== Segment start ==

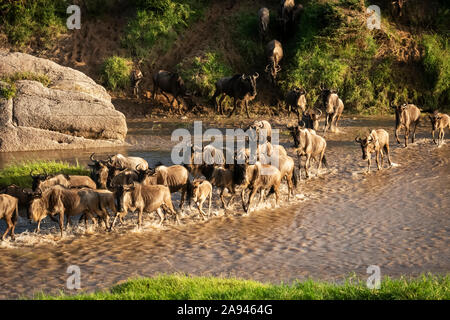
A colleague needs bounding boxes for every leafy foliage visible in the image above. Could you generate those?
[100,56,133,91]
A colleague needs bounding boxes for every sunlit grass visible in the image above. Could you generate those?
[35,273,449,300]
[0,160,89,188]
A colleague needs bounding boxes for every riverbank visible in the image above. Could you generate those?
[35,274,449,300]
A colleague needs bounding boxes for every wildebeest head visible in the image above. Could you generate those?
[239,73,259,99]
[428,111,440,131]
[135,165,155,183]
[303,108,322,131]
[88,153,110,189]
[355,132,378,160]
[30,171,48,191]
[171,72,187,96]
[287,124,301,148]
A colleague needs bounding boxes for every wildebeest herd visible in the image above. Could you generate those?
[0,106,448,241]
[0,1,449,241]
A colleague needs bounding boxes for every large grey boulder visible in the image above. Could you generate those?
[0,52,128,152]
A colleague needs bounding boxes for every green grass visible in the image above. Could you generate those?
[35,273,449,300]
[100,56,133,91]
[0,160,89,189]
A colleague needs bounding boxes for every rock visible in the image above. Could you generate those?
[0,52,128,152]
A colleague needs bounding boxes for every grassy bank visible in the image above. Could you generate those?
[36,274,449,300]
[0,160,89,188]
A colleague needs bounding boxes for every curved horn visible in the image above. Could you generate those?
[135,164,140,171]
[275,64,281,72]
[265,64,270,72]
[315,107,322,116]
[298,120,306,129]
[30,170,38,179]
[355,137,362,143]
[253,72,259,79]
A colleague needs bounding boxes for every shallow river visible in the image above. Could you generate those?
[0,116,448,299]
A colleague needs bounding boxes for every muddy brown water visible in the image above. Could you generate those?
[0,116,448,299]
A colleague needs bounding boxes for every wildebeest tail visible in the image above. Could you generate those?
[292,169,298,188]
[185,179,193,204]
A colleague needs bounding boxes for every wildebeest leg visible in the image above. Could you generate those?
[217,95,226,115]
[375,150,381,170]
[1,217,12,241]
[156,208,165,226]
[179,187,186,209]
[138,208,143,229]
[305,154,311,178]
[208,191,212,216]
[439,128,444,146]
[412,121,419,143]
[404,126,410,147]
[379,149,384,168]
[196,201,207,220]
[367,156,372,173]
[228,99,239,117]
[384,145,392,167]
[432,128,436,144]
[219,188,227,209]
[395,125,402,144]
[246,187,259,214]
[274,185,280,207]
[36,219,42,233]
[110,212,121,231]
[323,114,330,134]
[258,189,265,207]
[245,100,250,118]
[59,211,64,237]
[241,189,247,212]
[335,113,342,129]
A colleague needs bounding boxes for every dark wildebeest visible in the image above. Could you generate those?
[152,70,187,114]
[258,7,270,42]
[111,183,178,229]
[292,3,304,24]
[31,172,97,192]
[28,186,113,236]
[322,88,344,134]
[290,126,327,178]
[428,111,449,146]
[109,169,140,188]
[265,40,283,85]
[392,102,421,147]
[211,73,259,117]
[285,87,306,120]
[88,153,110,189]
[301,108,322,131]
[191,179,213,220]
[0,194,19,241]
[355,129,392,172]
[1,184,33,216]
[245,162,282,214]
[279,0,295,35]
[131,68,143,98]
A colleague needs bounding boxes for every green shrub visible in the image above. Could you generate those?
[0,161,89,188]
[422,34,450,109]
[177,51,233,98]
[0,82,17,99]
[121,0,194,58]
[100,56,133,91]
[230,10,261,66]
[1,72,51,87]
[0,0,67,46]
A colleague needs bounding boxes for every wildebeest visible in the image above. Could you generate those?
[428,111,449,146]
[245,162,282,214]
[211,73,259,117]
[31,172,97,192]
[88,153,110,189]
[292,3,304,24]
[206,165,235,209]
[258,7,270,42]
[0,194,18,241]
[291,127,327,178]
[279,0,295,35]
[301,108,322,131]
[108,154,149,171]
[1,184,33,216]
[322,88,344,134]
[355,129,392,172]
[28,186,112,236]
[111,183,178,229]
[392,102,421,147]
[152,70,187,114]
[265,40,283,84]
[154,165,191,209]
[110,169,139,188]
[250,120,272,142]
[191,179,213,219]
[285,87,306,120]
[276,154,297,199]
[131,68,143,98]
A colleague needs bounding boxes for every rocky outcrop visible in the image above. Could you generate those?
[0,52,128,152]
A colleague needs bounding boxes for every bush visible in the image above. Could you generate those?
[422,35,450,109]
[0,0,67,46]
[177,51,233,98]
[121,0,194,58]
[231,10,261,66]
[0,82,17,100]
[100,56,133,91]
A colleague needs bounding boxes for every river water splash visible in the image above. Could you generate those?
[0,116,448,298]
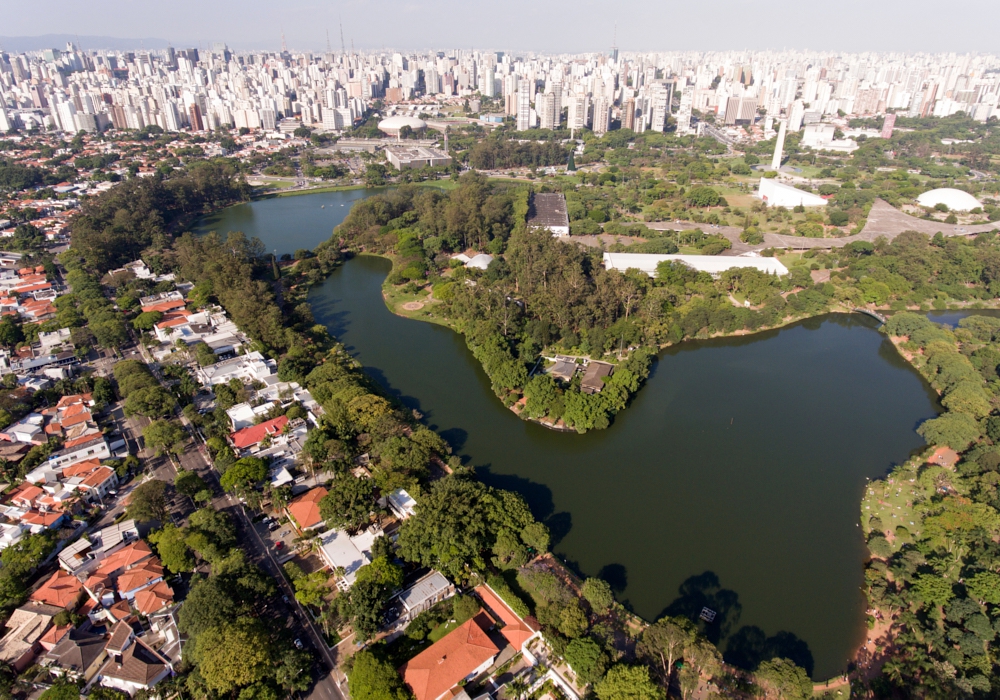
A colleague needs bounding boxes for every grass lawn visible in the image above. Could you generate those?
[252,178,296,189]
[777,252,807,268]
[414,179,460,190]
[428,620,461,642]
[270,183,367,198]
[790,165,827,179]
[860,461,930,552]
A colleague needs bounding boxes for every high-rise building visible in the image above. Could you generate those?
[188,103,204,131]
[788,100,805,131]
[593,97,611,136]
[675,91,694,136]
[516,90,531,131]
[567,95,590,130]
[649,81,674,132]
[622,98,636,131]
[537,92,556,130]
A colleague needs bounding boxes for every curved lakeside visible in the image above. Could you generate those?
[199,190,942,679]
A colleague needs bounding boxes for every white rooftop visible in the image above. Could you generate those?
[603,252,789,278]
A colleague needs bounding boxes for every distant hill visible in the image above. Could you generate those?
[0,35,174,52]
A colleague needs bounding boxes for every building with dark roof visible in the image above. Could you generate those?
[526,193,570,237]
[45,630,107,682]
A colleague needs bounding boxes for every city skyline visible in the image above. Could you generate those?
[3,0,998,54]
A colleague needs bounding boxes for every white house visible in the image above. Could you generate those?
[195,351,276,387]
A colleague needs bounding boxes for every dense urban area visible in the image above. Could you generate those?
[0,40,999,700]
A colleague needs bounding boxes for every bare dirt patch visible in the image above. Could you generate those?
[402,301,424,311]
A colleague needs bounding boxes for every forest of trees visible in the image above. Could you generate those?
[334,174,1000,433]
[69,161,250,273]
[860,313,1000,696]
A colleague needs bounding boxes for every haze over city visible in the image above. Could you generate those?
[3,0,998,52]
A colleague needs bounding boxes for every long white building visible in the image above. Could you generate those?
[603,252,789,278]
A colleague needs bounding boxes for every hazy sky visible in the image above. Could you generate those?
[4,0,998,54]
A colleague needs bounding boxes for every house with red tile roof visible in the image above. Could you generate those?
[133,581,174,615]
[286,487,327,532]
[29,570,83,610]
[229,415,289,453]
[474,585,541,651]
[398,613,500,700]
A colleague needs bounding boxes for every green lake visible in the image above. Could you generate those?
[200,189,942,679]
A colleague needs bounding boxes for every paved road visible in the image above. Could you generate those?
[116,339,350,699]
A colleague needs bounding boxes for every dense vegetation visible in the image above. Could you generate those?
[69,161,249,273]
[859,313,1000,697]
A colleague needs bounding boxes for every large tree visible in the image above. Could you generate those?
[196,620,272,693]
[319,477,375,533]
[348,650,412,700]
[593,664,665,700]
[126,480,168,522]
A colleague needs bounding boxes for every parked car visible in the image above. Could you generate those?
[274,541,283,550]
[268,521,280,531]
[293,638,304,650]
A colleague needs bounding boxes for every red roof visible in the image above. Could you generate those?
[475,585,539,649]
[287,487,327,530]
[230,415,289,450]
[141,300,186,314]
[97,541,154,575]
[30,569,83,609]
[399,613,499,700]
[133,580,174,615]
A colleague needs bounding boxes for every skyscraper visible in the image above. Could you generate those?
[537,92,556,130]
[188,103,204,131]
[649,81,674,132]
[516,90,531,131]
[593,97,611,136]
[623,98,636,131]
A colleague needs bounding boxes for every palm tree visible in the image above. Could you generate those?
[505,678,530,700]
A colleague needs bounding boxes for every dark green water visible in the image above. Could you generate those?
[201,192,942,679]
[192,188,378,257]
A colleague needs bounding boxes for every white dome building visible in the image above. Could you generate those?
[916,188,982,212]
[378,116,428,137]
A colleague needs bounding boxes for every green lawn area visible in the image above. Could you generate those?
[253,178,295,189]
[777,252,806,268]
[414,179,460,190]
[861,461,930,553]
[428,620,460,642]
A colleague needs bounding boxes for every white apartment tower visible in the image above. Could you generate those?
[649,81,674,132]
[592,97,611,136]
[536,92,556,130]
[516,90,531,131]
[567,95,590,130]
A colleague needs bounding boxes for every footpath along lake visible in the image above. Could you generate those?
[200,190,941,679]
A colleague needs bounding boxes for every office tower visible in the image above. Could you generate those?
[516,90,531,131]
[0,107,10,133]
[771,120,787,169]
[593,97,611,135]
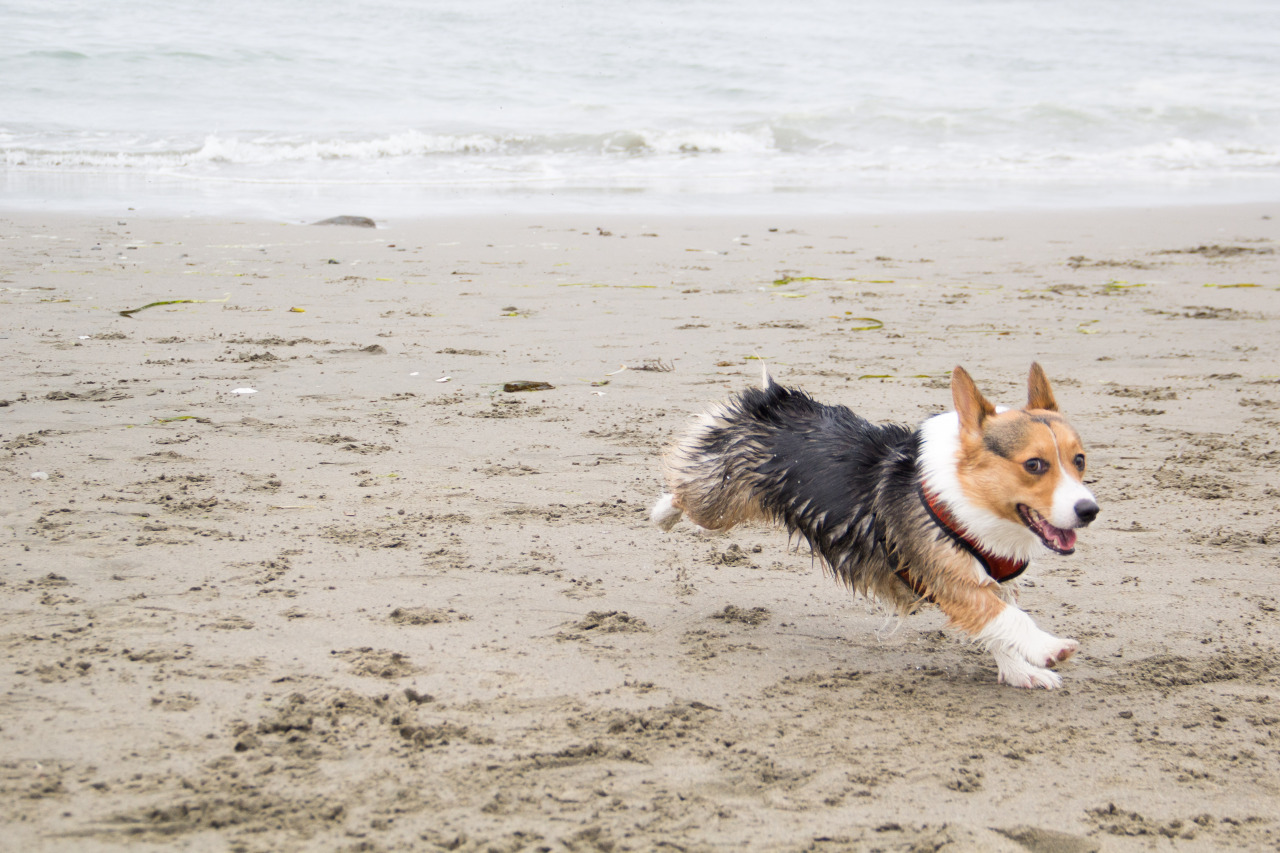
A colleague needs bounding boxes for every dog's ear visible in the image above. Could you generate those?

== Segment end ==

> ASSIGNED TASK:
Could you return, word for word, every line from the line with "A colleague needs bounding boxes for every footpath" through the last line of the listing above, both ends included, without any pictures?

> SOLUTION BELOW:
A colleague needs bounding boxes for every footpath along lake visible in the image above. Could you generate those?
[200,190,941,679]
A colleague needs bounding boxes for every office tower visible in the image above. Could you generate those?
[516,90,531,131]
[0,107,10,133]
[771,120,787,169]
[593,97,611,135]
A colleague needs bounding boxes for every dog's ear visible in the image above. Could you generate those?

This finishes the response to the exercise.